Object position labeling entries

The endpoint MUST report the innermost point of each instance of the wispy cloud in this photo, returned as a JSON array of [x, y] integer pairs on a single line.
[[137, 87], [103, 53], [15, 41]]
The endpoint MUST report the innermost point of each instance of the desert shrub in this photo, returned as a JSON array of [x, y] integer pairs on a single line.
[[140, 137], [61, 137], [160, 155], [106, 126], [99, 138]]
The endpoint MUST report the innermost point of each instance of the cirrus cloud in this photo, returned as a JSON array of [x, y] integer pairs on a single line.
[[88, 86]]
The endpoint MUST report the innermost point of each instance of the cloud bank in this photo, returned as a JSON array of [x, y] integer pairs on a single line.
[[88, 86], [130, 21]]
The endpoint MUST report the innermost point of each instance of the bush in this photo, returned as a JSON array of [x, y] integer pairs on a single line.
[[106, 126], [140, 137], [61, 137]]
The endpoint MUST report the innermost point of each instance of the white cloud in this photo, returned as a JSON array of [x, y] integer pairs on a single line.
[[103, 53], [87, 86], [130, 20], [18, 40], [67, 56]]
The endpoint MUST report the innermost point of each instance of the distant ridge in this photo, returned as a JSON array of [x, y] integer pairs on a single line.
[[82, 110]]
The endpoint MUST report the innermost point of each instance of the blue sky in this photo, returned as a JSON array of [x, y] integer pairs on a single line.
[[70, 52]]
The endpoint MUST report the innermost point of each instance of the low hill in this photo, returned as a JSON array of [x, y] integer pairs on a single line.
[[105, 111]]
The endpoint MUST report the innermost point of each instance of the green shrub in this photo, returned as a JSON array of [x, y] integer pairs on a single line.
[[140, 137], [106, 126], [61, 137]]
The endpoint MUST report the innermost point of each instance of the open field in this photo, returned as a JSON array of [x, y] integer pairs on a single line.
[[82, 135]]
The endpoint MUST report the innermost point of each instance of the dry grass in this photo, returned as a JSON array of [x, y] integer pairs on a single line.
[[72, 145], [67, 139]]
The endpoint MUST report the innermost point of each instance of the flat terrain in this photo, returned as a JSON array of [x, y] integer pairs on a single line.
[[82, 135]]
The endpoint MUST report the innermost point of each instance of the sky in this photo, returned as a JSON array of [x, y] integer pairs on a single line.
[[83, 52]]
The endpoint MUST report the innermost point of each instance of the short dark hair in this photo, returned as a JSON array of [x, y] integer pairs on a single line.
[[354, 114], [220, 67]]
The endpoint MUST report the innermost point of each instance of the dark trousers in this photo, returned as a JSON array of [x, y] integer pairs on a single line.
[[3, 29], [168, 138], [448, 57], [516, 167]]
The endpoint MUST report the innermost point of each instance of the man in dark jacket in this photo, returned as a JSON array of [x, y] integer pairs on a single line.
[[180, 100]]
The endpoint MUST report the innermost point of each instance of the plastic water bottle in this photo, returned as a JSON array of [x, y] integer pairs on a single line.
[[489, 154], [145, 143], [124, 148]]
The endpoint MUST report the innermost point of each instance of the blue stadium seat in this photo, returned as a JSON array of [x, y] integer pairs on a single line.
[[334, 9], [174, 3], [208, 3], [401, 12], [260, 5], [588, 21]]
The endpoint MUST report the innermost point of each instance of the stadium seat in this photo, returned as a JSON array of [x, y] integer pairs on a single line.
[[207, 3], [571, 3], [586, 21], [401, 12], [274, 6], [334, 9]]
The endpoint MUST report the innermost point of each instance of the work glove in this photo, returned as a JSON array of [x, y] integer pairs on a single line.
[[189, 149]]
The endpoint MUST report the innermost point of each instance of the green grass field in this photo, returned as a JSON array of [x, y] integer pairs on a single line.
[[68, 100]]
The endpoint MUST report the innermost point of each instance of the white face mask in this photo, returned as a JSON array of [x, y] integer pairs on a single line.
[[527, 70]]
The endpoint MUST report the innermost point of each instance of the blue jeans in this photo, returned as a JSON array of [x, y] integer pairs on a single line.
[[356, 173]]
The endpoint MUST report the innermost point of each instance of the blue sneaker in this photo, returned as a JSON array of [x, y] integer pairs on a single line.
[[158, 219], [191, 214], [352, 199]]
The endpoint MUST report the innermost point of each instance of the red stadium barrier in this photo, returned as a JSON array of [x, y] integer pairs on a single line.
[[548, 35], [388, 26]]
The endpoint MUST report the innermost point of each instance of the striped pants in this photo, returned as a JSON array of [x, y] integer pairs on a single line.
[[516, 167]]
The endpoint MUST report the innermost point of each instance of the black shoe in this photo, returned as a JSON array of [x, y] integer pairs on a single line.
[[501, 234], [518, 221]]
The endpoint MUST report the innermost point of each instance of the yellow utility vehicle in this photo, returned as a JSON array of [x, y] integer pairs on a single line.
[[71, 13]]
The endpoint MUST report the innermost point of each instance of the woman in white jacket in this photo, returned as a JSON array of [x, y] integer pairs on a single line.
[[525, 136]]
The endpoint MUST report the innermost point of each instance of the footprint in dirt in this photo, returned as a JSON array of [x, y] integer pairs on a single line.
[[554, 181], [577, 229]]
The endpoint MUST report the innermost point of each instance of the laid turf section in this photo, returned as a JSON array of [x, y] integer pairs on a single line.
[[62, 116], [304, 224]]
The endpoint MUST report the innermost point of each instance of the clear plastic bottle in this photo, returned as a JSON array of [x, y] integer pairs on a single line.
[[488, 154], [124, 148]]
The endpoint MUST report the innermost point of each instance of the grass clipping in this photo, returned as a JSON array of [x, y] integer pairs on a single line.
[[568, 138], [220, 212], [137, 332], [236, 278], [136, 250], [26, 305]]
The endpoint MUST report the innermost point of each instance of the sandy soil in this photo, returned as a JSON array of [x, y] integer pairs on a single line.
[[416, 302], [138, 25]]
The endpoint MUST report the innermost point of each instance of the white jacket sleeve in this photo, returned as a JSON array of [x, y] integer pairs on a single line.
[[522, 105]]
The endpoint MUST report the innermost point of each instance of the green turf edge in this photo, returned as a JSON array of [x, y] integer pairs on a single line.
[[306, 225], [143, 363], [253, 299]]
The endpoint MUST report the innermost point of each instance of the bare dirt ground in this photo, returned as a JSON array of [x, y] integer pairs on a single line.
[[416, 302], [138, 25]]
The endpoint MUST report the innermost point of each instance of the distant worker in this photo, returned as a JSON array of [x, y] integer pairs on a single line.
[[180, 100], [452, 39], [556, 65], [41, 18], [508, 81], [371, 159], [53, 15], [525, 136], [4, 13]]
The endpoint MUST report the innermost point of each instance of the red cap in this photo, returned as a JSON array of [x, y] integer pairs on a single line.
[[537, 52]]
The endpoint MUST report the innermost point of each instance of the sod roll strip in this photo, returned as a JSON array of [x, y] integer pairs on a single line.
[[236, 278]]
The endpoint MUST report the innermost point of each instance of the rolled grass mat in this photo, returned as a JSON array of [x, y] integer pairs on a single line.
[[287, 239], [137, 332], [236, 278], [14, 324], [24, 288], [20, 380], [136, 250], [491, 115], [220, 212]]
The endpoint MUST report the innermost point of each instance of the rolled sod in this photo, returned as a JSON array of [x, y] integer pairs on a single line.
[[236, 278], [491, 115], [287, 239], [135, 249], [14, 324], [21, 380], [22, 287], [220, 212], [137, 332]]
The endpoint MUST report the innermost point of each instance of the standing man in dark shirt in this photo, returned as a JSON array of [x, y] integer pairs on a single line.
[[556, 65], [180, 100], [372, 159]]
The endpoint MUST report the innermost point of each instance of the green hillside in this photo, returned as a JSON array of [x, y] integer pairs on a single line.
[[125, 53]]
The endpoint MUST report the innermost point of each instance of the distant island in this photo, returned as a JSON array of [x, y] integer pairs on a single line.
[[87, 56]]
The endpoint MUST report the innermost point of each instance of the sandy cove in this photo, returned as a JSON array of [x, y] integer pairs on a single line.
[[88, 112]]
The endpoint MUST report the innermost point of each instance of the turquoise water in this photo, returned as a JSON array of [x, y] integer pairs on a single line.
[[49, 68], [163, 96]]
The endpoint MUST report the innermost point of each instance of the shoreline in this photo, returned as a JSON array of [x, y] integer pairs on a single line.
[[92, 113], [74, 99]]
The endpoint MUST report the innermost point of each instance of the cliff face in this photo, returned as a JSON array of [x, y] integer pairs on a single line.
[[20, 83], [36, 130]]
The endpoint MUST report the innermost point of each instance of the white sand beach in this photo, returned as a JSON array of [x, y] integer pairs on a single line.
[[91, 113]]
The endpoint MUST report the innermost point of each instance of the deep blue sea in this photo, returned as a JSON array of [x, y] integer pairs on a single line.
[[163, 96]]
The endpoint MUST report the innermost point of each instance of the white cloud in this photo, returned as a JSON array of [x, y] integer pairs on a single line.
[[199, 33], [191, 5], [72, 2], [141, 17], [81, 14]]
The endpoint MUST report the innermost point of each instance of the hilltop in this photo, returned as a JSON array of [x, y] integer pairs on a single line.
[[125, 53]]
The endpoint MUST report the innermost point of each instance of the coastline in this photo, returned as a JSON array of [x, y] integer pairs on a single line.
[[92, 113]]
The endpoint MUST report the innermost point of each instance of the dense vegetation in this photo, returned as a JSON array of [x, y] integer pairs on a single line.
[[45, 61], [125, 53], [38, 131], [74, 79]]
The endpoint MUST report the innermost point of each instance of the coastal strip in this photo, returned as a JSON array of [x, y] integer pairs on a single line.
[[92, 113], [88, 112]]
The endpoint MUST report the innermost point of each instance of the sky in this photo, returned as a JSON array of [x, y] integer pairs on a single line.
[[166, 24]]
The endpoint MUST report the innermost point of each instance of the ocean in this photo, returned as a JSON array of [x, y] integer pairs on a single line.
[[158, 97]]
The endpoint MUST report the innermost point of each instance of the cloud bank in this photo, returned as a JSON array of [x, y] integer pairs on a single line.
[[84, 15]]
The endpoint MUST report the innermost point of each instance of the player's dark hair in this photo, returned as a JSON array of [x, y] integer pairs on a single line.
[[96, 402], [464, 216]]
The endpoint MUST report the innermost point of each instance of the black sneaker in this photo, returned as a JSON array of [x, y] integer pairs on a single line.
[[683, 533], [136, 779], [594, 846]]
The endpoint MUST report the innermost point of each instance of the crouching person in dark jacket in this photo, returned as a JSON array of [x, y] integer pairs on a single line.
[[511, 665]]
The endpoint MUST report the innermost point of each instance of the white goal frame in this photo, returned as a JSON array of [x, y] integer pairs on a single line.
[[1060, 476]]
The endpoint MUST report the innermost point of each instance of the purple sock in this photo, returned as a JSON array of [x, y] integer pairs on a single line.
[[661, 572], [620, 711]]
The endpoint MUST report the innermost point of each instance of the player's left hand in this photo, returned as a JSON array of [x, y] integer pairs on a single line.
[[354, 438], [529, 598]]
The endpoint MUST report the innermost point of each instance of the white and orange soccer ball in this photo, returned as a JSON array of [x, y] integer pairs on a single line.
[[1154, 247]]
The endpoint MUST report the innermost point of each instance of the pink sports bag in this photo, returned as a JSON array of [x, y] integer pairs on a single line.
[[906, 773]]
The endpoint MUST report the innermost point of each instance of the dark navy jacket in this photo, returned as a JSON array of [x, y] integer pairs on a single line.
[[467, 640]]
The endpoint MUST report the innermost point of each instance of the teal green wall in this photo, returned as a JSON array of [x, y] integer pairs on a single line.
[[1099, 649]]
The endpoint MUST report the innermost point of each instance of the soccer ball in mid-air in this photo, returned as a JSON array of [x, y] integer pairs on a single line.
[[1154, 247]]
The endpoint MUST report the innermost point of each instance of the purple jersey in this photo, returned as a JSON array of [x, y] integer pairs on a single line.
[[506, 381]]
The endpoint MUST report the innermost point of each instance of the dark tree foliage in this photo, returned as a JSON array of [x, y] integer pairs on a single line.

Exercise directions: Present the lines of the listing as a JSON list of strings, one string per line, omitting blank lines, from the line containing "instance of the man" through the line containing "[[158, 219], [191, 214], [352, 199]]", both included.

Result of the exercise:
[
  "The endpoint MUST report the innermost point of each instance of the man in dark jacket in this photo, returned as a JSON array of [x, y] integer pairs on a single line.",
  "[[180, 100]]",
  "The endpoint MUST report the innermost point of each instance of the plastic water bottle in this photo, returned as a JSON array of [x, y] integer pairs on a single line.",
  "[[489, 154], [145, 143], [124, 148]]",
  "The endpoint MUST report the innermost point of each instance of the blue stadium seat in this photo, returned as a JSON array of [x, y] integer pairs on a single line.",
  "[[334, 9], [174, 3], [208, 3], [401, 12], [260, 5], [588, 21]]",
  "The endpoint MUST report the innermost point of each instance of the stadium seat in this photo, returned as a JSON array of [x, y] integer pairs on a single line.",
  "[[207, 3], [571, 3], [586, 21], [401, 12], [274, 6], [334, 9]]",
  "The endpoint MUST report the innermost point of each instance of the work glove in this photo, returned as a JSON array of [x, y] integer pairs on a single line.",
  "[[189, 149]]",
  "The endpoint MUST report the innermost point of each instance of the green grass field in this photo, returned as a JSON array of [x, y] integer pairs on a single line.",
  "[[68, 100]]",
  "The endpoint MUST report the innermost point of each instance of the white face mask in this photo, returned as a JSON array of [x, y] integer pairs on a single line.",
  "[[527, 70]]",
  "The endpoint MUST report the innermost point of each instance of the blue jeans in this photo, returned as a JSON array of [x, y] integer pairs on a single line.",
  "[[356, 173]]",
  "The endpoint MUST report the innermost point of each instance of the blue sneaker in this photo, returned as a JSON array of [x, y] integer pairs on a single line.",
  "[[158, 219], [191, 214], [352, 199]]"
]